• **Do this**
Everything from the line that contains "Would you be able to pin the misty" through the final line of the records below should be quoted exactly, except the pictures.

---------- Records for the task

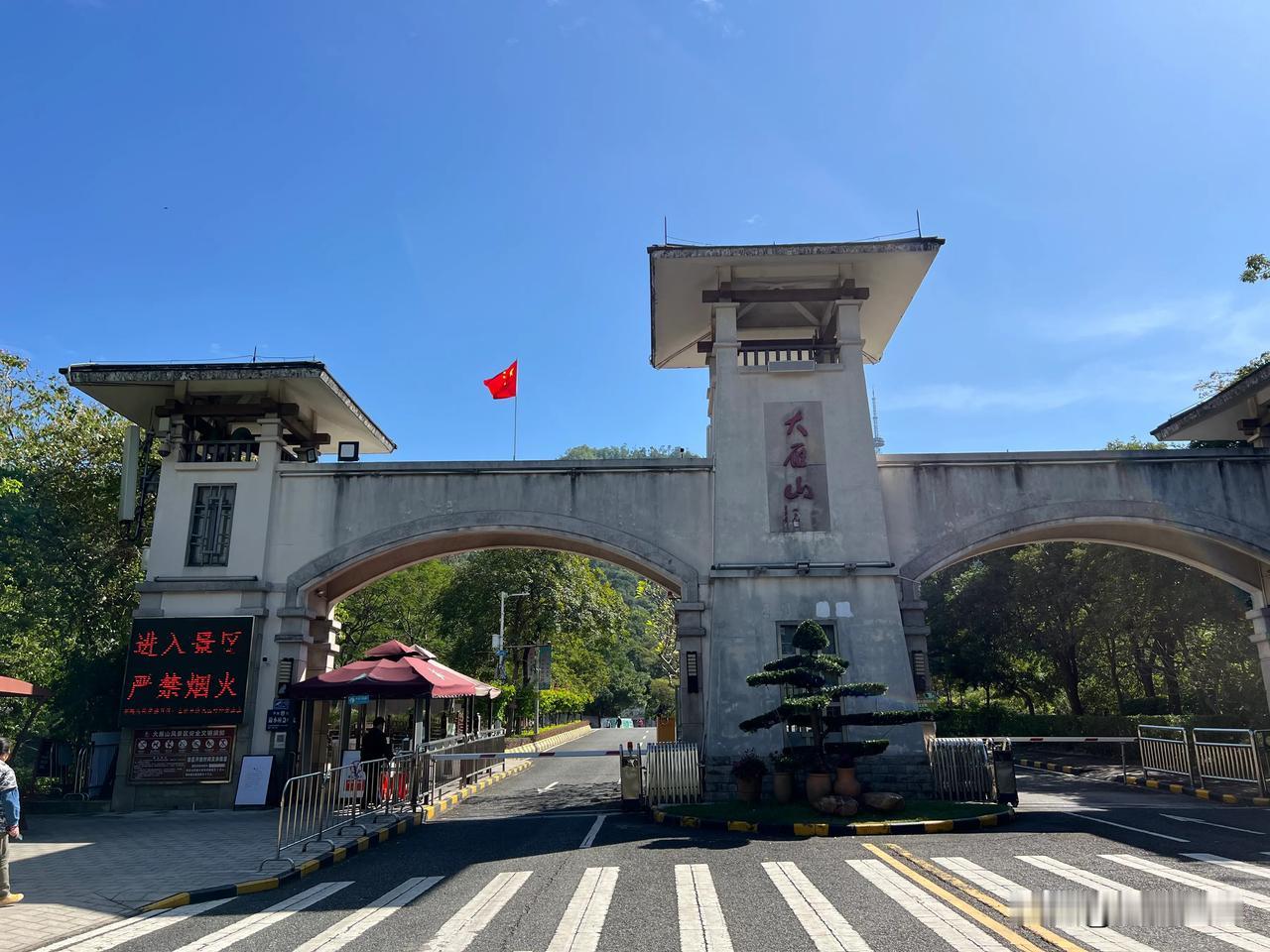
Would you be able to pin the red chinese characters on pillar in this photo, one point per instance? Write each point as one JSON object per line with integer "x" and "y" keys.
{"x": 795, "y": 458}
{"x": 139, "y": 680}
{"x": 187, "y": 670}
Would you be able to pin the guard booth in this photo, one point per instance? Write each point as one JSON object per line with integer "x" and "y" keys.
{"x": 425, "y": 703}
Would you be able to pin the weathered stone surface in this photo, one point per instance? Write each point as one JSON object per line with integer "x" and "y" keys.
{"x": 887, "y": 802}
{"x": 834, "y": 805}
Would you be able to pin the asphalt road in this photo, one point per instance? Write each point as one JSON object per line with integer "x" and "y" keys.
{"x": 545, "y": 861}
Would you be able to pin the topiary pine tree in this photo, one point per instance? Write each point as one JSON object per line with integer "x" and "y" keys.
{"x": 813, "y": 675}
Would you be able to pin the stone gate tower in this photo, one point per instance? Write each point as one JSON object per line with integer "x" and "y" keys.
{"x": 798, "y": 522}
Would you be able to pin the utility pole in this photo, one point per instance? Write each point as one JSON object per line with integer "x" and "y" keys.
{"x": 499, "y": 652}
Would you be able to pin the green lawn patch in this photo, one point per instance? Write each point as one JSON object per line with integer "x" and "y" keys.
{"x": 771, "y": 812}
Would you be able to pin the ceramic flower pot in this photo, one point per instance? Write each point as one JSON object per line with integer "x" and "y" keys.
{"x": 818, "y": 784}
{"x": 846, "y": 783}
{"x": 749, "y": 788}
{"x": 783, "y": 787}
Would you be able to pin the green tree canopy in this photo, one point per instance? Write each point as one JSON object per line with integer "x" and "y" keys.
{"x": 67, "y": 574}
{"x": 810, "y": 679}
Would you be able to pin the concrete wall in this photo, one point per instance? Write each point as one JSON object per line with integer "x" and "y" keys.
{"x": 305, "y": 536}
{"x": 1209, "y": 508}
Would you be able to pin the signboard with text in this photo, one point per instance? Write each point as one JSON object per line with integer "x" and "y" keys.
{"x": 187, "y": 671}
{"x": 182, "y": 756}
{"x": 798, "y": 484}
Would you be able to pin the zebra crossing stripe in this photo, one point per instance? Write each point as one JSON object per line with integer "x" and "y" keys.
{"x": 253, "y": 923}
{"x": 824, "y": 924}
{"x": 1188, "y": 879}
{"x": 1101, "y": 938}
{"x": 462, "y": 928}
{"x": 701, "y": 923}
{"x": 1250, "y": 869}
{"x": 112, "y": 934}
{"x": 1230, "y": 934}
{"x": 584, "y": 918}
{"x": 956, "y": 930}
{"x": 354, "y": 925}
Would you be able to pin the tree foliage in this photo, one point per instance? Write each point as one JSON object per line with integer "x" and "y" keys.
{"x": 1256, "y": 268}
{"x": 815, "y": 694}
{"x": 1219, "y": 380}
{"x": 1086, "y": 629}
{"x": 67, "y": 574}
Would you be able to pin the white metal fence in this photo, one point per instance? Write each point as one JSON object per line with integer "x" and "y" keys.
{"x": 961, "y": 769}
{"x": 316, "y": 807}
{"x": 672, "y": 774}
{"x": 1230, "y": 754}
{"x": 1164, "y": 749}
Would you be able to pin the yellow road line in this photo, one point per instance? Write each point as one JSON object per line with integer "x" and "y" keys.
{"x": 1005, "y": 932}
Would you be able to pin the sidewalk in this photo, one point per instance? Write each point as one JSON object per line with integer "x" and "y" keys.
{"x": 79, "y": 873}
{"x": 82, "y": 871}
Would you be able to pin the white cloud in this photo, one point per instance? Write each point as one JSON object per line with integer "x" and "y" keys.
{"x": 1095, "y": 382}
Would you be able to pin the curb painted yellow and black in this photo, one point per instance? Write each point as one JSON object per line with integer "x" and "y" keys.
{"x": 340, "y": 853}
{"x": 881, "y": 828}
{"x": 1187, "y": 789}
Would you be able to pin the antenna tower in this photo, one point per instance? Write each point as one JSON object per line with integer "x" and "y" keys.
{"x": 878, "y": 440}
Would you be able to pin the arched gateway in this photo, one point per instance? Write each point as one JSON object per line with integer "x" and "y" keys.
{"x": 790, "y": 516}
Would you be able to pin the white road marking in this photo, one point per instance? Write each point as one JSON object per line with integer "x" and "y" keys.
{"x": 1206, "y": 823}
{"x": 584, "y": 918}
{"x": 253, "y": 923}
{"x": 824, "y": 924}
{"x": 1230, "y": 934}
{"x": 701, "y": 923}
{"x": 117, "y": 933}
{"x": 1251, "y": 870}
{"x": 1101, "y": 938}
{"x": 1135, "y": 829}
{"x": 959, "y": 932}
{"x": 590, "y": 834}
{"x": 352, "y": 927}
{"x": 462, "y": 928}
{"x": 1187, "y": 879}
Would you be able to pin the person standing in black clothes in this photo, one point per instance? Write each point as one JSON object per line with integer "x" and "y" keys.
{"x": 375, "y": 747}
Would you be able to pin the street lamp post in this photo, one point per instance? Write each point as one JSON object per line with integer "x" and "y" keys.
{"x": 499, "y": 653}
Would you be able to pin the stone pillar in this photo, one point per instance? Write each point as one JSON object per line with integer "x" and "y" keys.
{"x": 912, "y": 612}
{"x": 694, "y": 670}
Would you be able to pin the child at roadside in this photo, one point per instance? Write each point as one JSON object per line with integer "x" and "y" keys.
{"x": 10, "y": 811}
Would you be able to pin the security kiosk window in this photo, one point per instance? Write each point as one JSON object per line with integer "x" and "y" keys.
{"x": 209, "y": 526}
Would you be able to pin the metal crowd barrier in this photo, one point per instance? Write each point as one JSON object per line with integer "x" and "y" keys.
{"x": 314, "y": 807}
{"x": 672, "y": 774}
{"x": 1230, "y": 754}
{"x": 1164, "y": 749}
{"x": 961, "y": 769}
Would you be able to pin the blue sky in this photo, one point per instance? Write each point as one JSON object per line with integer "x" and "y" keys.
{"x": 418, "y": 193}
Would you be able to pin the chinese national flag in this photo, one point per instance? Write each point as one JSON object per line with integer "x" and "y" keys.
{"x": 503, "y": 385}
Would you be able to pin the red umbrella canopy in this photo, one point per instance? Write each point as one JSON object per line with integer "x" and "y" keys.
{"x": 12, "y": 687}
{"x": 390, "y": 670}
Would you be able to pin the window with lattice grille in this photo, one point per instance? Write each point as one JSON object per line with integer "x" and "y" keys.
{"x": 209, "y": 526}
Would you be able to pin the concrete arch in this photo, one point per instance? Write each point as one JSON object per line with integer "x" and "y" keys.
{"x": 1228, "y": 549}
{"x": 357, "y": 563}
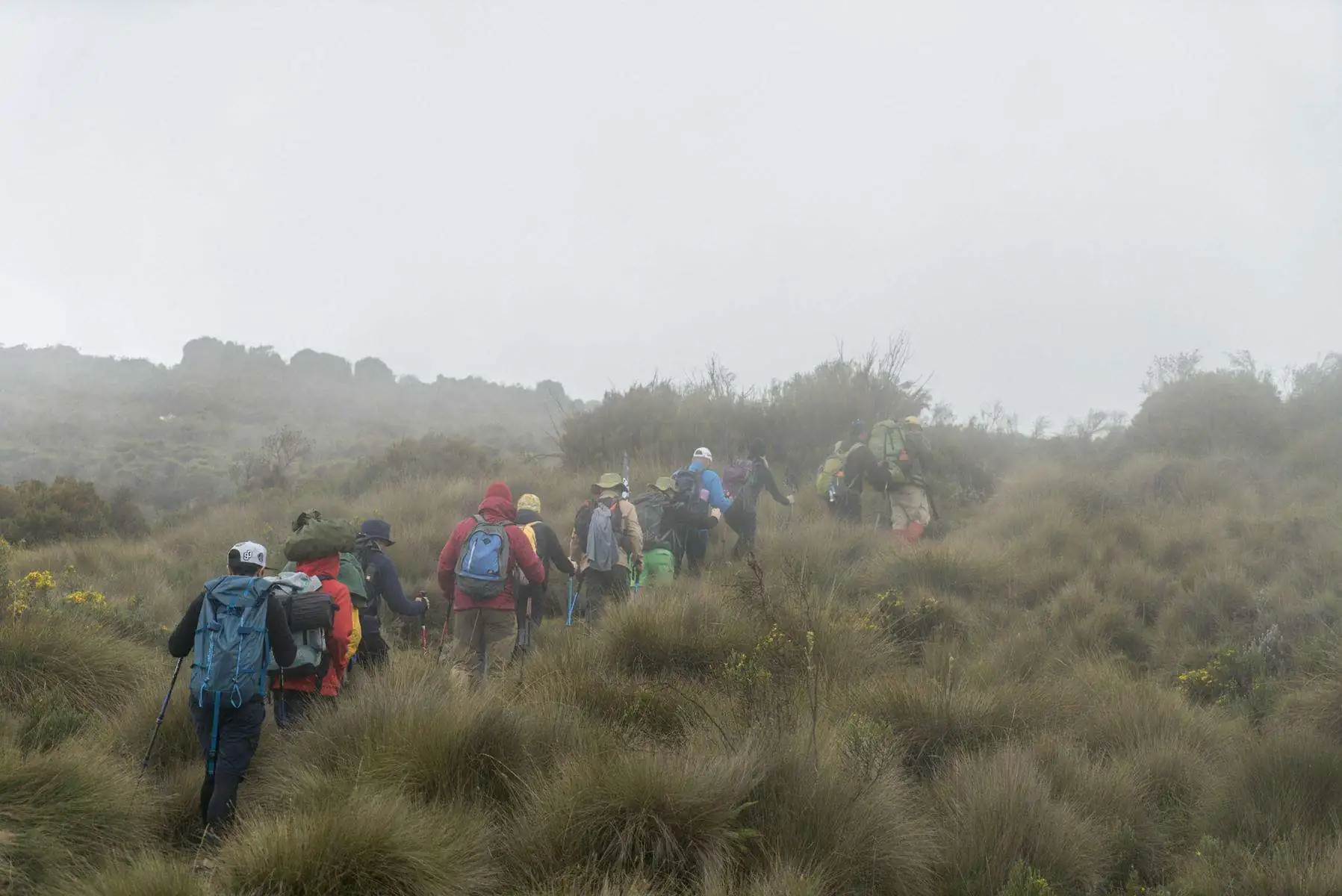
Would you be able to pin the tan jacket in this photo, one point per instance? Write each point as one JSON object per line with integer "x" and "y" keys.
{"x": 630, "y": 532}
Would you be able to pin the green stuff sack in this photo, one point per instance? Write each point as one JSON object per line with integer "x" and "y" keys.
{"x": 887, "y": 444}
{"x": 658, "y": 567}
{"x": 350, "y": 576}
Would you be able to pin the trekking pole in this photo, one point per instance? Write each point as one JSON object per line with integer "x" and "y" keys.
{"x": 163, "y": 711}
{"x": 442, "y": 643}
{"x": 424, "y": 631}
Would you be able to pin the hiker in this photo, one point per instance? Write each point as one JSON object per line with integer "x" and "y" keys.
{"x": 710, "y": 490}
{"x": 608, "y": 545}
{"x": 663, "y": 538}
{"x": 831, "y": 479}
{"x": 242, "y": 712}
{"x": 910, "y": 506}
{"x": 321, "y": 679}
{"x": 859, "y": 467}
{"x": 742, "y": 517}
{"x": 547, "y": 544}
{"x": 382, "y": 584}
{"x": 478, "y": 569}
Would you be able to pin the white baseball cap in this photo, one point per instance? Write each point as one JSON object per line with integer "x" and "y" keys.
{"x": 249, "y": 553}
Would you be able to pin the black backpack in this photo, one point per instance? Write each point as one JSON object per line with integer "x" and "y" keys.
{"x": 687, "y": 502}
{"x": 365, "y": 549}
{"x": 655, "y": 520}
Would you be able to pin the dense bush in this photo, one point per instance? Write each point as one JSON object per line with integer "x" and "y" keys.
{"x": 798, "y": 419}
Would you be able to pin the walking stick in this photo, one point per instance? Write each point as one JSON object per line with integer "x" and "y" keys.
{"x": 424, "y": 631}
{"x": 163, "y": 711}
{"x": 442, "y": 643}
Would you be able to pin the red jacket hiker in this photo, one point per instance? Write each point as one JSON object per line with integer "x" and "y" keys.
{"x": 497, "y": 507}
{"x": 338, "y": 641}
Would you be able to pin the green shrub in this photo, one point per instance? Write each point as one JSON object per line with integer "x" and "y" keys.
{"x": 1211, "y": 412}
{"x": 357, "y": 840}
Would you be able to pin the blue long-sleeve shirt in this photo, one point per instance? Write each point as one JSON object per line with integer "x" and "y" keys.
{"x": 712, "y": 485}
{"x": 384, "y": 581}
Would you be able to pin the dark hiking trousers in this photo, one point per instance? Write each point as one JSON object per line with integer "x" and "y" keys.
{"x": 373, "y": 651}
{"x": 745, "y": 527}
{"x": 695, "y": 550}
{"x": 239, "y": 734}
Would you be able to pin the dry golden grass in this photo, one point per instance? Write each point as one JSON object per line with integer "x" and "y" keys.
{"x": 1121, "y": 673}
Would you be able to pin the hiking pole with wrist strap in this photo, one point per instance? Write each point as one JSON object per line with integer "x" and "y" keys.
{"x": 163, "y": 711}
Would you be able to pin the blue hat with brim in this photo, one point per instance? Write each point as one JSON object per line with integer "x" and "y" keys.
{"x": 379, "y": 529}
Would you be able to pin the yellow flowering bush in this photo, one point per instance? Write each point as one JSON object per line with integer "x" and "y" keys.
{"x": 94, "y": 599}
{"x": 1025, "y": 880}
{"x": 1227, "y": 676}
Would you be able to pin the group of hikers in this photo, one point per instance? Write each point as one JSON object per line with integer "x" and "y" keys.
{"x": 296, "y": 635}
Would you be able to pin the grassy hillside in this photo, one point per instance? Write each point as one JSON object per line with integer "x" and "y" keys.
{"x": 1117, "y": 675}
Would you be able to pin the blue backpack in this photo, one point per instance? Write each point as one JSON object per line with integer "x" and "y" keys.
{"x": 232, "y": 648}
{"x": 483, "y": 561}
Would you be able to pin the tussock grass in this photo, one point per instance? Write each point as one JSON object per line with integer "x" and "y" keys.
{"x": 1287, "y": 783}
{"x": 143, "y": 875}
{"x": 1013, "y": 698}
{"x": 1001, "y": 808}
{"x": 129, "y": 729}
{"x": 358, "y": 840}
{"x": 412, "y": 729}
{"x": 937, "y": 721}
{"x": 848, "y": 810}
{"x": 54, "y": 653}
{"x": 670, "y": 817}
{"x": 677, "y": 635}
{"x": 65, "y": 812}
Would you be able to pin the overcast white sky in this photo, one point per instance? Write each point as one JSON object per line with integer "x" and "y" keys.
{"x": 1043, "y": 193}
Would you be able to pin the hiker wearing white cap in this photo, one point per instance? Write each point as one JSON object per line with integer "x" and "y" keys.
{"x": 231, "y": 645}
{"x": 710, "y": 488}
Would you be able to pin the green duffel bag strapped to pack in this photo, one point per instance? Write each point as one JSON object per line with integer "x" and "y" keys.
{"x": 316, "y": 537}
{"x": 887, "y": 444}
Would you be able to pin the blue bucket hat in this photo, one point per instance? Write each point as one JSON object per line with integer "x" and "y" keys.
{"x": 379, "y": 529}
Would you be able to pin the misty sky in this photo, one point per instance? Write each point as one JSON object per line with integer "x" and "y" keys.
{"x": 1043, "y": 195}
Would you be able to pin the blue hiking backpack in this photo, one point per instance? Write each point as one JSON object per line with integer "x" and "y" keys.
{"x": 483, "y": 561}
{"x": 232, "y": 648}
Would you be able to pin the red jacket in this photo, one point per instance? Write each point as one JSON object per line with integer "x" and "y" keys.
{"x": 337, "y": 644}
{"x": 521, "y": 556}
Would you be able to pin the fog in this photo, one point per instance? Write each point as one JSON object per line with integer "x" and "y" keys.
{"x": 1042, "y": 195}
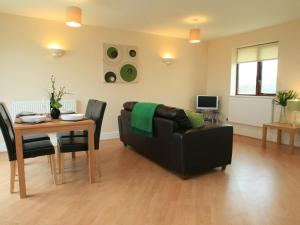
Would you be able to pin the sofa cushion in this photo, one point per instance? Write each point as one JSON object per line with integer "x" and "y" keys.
{"x": 171, "y": 113}
{"x": 129, "y": 105}
{"x": 175, "y": 114}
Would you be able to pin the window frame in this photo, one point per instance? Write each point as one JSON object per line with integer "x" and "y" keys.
{"x": 258, "y": 81}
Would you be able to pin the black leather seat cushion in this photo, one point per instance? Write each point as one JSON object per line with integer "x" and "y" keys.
{"x": 38, "y": 148}
{"x": 172, "y": 113}
{"x": 38, "y": 137}
{"x": 73, "y": 144}
{"x": 72, "y": 134}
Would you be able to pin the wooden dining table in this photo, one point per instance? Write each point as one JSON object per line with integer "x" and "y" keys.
{"x": 52, "y": 126}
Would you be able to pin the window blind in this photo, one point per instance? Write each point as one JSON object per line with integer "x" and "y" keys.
{"x": 257, "y": 53}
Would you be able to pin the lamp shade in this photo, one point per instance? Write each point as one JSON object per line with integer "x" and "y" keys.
{"x": 293, "y": 105}
{"x": 73, "y": 16}
{"x": 195, "y": 35}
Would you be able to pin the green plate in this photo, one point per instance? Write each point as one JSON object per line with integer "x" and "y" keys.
{"x": 128, "y": 72}
{"x": 110, "y": 77}
{"x": 132, "y": 53}
{"x": 112, "y": 52}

--------------------

• **Response to this exercise**
Would you be able to pin the misty sky in this photo, one point per instance? Write each point as one JSON object per line with integer "x" and "y" keys.
{"x": 1043, "y": 195}
Would you be able to pin the blue hiking backpack in this photo, one point per instance? Write each point as one JSON object per line with integer "x" and "y" keys.
{"x": 483, "y": 561}
{"x": 232, "y": 648}
Would you be able to pin the red jacket in this photo, one point per instance? Write each point as one JSON object per line with integer "x" and "y" keys.
{"x": 337, "y": 644}
{"x": 521, "y": 556}
Would you be able to pin the fog in this photo, one point per instance? Write each point as one JSON object per line with integer "x" and "y" keys.
{"x": 1042, "y": 195}
Would you be able to pin the sofa cushion in this photo, one point per instance? Write each point as one JSON object per line with integer "x" and "y" keys.
{"x": 171, "y": 113}
{"x": 129, "y": 105}
{"x": 175, "y": 114}
Would you be able to pin the window frame in this photo, one point per instance? Write each point as one JSON object per line with integer "x" and "y" keys.
{"x": 258, "y": 81}
Would you be able to pin the black leather seat cushion in this photo, one point per instance? Write each point as one JSON object per line with integer "x" and "y" keys.
{"x": 38, "y": 148}
{"x": 172, "y": 113}
{"x": 38, "y": 137}
{"x": 73, "y": 144}
{"x": 72, "y": 134}
Would you be able to pin the wooden dining table in this photo, one point per instance? Write each point as one JSON object per line with integer "x" and "y" keys.
{"x": 52, "y": 126}
Would you be able to pin the window blind in this photo, one point per instance? Write each point as one JSON object per line with integer "x" and "y" keys.
{"x": 257, "y": 53}
Would you be able to pin the lamp shade in this photo, one point per instance? Write each point as one JSON object per line with integer "x" and "y" keys.
{"x": 293, "y": 105}
{"x": 73, "y": 16}
{"x": 195, "y": 35}
Would you be able to pin the green plate in this photo, one point per instance? Write each point as one JSON object per line with integer "x" and "y" keys.
{"x": 128, "y": 72}
{"x": 110, "y": 77}
{"x": 132, "y": 53}
{"x": 112, "y": 52}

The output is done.